[PROBLEM DETAILS]
Copying exactly, give the lines in the material below from the one with "like [70, 17]." to the one with "like [131, 613].", ends included, and nothing besides.

[EXERCISE DATA]
● ● ●
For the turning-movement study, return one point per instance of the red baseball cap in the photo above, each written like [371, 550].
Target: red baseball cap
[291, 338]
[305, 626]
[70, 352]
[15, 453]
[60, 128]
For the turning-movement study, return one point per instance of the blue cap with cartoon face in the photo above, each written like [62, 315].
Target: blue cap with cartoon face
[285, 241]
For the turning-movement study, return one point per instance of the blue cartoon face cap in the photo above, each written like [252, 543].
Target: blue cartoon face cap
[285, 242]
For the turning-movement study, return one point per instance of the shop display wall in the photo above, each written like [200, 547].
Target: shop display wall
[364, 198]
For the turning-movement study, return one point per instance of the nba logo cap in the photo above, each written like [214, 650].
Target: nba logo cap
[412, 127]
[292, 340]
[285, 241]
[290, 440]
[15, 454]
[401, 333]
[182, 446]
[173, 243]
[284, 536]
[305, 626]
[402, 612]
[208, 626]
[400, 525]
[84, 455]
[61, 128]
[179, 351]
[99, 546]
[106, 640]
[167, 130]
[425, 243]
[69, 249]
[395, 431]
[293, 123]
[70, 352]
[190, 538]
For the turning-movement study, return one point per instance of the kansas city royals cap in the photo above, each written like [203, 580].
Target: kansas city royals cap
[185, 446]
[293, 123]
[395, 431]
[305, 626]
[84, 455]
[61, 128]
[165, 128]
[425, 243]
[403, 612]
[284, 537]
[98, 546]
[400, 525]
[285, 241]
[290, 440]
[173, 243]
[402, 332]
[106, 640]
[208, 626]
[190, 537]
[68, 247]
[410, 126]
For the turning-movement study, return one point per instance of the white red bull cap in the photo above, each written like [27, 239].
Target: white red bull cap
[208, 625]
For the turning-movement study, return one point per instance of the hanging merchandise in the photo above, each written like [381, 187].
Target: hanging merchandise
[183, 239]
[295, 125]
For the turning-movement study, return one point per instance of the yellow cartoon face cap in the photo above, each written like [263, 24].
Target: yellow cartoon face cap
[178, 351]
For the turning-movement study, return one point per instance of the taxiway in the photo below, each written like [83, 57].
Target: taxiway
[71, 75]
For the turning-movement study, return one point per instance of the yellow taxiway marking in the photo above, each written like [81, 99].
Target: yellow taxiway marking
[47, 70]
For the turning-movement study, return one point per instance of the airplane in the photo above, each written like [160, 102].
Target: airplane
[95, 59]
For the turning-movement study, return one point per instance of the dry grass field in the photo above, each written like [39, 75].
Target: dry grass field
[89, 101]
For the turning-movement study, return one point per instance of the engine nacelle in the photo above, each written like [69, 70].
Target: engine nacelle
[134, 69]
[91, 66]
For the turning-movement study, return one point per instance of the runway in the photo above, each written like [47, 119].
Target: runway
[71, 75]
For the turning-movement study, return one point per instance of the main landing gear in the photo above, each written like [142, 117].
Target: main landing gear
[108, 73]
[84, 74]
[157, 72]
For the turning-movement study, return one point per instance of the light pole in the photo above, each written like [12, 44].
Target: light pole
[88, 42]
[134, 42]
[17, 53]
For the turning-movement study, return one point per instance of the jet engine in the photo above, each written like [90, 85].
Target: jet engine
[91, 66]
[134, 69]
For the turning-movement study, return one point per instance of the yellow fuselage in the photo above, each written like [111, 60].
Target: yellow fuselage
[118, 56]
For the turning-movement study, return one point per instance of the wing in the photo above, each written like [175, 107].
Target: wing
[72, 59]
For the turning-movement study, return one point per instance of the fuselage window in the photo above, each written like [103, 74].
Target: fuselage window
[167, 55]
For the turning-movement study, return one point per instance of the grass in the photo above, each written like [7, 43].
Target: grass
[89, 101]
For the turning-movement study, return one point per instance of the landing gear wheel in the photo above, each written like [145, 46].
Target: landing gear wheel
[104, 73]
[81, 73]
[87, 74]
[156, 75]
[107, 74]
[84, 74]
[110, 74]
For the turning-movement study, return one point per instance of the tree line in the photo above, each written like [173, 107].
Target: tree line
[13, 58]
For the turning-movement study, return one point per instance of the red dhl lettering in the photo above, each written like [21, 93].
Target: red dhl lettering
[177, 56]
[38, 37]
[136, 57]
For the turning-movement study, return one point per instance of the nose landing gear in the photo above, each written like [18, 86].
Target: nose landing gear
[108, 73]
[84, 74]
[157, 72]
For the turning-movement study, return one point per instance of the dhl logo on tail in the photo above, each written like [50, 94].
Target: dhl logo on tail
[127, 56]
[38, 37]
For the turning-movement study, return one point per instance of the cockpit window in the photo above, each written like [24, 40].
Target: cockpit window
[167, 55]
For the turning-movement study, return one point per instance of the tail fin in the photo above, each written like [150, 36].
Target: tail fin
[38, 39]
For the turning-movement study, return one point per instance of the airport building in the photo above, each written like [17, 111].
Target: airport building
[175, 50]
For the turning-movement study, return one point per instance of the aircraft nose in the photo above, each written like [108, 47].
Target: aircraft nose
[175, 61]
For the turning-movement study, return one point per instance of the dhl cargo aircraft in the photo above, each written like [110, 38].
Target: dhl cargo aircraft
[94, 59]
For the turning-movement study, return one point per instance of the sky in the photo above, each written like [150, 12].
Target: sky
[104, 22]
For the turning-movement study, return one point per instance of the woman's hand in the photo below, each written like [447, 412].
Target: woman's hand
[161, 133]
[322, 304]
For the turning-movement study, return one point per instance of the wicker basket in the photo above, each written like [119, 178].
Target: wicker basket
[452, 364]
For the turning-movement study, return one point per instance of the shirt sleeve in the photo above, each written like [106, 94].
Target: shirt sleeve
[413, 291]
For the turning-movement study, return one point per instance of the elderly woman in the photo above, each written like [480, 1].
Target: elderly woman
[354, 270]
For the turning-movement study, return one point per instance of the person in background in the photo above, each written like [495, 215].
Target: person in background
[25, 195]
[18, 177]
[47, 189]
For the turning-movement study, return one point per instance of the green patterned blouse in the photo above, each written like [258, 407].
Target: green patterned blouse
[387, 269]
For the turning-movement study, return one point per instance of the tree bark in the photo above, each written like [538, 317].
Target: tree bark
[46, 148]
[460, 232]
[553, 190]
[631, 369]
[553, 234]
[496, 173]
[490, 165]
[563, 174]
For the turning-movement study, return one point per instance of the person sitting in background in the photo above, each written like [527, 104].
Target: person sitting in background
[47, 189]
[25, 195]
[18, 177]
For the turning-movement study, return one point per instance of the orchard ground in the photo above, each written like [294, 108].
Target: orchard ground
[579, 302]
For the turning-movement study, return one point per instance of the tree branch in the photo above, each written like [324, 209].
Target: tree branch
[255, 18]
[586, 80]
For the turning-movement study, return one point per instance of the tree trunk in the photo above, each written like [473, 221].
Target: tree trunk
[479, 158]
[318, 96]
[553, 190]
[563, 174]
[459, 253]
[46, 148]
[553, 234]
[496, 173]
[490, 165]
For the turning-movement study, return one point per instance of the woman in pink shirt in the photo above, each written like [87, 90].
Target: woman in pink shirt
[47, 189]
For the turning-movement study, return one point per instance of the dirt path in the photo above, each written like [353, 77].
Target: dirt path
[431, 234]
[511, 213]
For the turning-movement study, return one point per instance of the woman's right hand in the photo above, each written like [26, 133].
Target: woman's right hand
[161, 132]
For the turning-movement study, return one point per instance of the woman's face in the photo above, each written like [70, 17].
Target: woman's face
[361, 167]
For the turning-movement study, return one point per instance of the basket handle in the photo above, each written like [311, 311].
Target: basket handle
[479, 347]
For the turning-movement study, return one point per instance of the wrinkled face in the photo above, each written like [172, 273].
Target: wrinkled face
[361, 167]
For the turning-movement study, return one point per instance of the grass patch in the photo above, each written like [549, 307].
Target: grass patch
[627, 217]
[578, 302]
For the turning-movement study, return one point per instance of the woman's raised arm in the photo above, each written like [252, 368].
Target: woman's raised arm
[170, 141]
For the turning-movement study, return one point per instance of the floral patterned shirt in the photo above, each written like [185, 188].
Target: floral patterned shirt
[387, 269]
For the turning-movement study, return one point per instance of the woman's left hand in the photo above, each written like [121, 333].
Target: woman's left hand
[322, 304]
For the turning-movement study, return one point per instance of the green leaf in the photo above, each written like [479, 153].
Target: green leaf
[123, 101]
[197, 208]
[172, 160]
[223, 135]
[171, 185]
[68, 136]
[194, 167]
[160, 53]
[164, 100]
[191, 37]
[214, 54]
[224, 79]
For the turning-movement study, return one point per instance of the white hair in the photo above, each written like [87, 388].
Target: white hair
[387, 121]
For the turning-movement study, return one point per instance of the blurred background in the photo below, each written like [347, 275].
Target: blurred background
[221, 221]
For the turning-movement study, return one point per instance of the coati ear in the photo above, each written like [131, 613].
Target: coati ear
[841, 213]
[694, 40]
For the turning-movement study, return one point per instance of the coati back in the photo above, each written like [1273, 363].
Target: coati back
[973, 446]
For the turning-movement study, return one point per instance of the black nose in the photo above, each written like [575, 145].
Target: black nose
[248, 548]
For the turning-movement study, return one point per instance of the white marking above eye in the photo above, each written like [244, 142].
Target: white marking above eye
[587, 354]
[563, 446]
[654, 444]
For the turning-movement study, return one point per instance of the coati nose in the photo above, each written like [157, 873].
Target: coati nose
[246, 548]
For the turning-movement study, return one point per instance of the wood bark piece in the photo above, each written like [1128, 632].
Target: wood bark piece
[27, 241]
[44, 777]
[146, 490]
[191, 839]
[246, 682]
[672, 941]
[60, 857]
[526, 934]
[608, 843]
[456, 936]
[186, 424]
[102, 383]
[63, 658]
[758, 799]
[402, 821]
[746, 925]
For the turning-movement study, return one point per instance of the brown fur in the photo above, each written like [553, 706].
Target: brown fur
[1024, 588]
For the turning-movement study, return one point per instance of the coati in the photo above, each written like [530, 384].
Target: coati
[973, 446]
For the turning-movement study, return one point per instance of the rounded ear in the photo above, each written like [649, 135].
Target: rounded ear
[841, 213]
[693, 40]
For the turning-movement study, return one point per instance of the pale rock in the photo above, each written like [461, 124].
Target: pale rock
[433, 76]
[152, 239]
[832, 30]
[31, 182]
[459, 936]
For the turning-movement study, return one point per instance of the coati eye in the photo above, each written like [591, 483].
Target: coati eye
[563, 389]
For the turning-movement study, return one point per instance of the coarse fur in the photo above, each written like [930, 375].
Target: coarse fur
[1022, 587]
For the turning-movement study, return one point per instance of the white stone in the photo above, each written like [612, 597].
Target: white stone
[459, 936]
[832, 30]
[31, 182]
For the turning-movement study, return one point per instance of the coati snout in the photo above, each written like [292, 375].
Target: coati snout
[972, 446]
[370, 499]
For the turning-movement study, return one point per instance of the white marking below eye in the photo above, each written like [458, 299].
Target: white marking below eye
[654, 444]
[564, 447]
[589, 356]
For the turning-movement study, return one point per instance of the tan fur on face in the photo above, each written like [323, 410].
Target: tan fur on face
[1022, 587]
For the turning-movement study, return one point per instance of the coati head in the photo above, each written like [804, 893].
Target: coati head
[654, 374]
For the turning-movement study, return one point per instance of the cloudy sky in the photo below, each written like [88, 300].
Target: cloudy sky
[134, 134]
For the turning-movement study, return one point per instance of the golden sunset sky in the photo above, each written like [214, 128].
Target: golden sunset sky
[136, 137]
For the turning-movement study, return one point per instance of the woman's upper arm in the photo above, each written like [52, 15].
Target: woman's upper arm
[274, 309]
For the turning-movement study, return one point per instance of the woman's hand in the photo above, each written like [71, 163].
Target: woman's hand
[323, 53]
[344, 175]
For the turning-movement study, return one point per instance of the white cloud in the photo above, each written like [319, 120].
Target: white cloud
● ● ●
[ANSWER TO THIS TASK]
For the turning-movement study, return one point per instance of the woman's face in the photo above, each written like [70, 17].
Target: woman's face
[361, 167]
For the turning-movement study, return one point per instance of the basket handle in the photo above, each written like [311, 311].
Target: basket handle
[479, 347]
For the turning-movement study, return one point per instance of the wrinkled face in the photo above, each written like [172, 273].
Target: wrinkled face
[361, 167]
For the turning-movement study, return one point per instance of the grass patch in the photo above, each written like [549, 307].
Target: grass patch
[627, 217]
[578, 302]
For the turning-movement study, return one point per instance of the woman's raised arm in the photo above, each written like [252, 368].
Target: woman's raised arm
[170, 141]
For the turning-movement study, return one point per instance of the floral patterned shirt in the photo above, each written like [185, 188].
Target: floral patterned shirt
[387, 269]
For the turning-movement study, return one point per instance of the woman's left hand in the photo above, each written like [121, 333].
Target: woman's left hand
[322, 304]
For the turning-movement study, return one point per instance of the green leaf in the photo above, each written like [479, 153].
Target: green leaf
[123, 101]
[197, 208]
[172, 160]
[223, 135]
[171, 185]
[68, 136]
[194, 167]
[160, 53]
[164, 100]
[191, 37]
[214, 54]
[224, 79]
For the turning-movement study, return one point per instance of the white hair in the photo above, each written like [87, 388].
Target: white hair
[387, 121]
For the turning-movement study, return one point per instance of the blurred background in the photo below, each written like [347, 275].
Target: blurred background
[221, 221]
For the turning-movement study, return one point per instance of the coati ear in the photo above, each written like [131, 613].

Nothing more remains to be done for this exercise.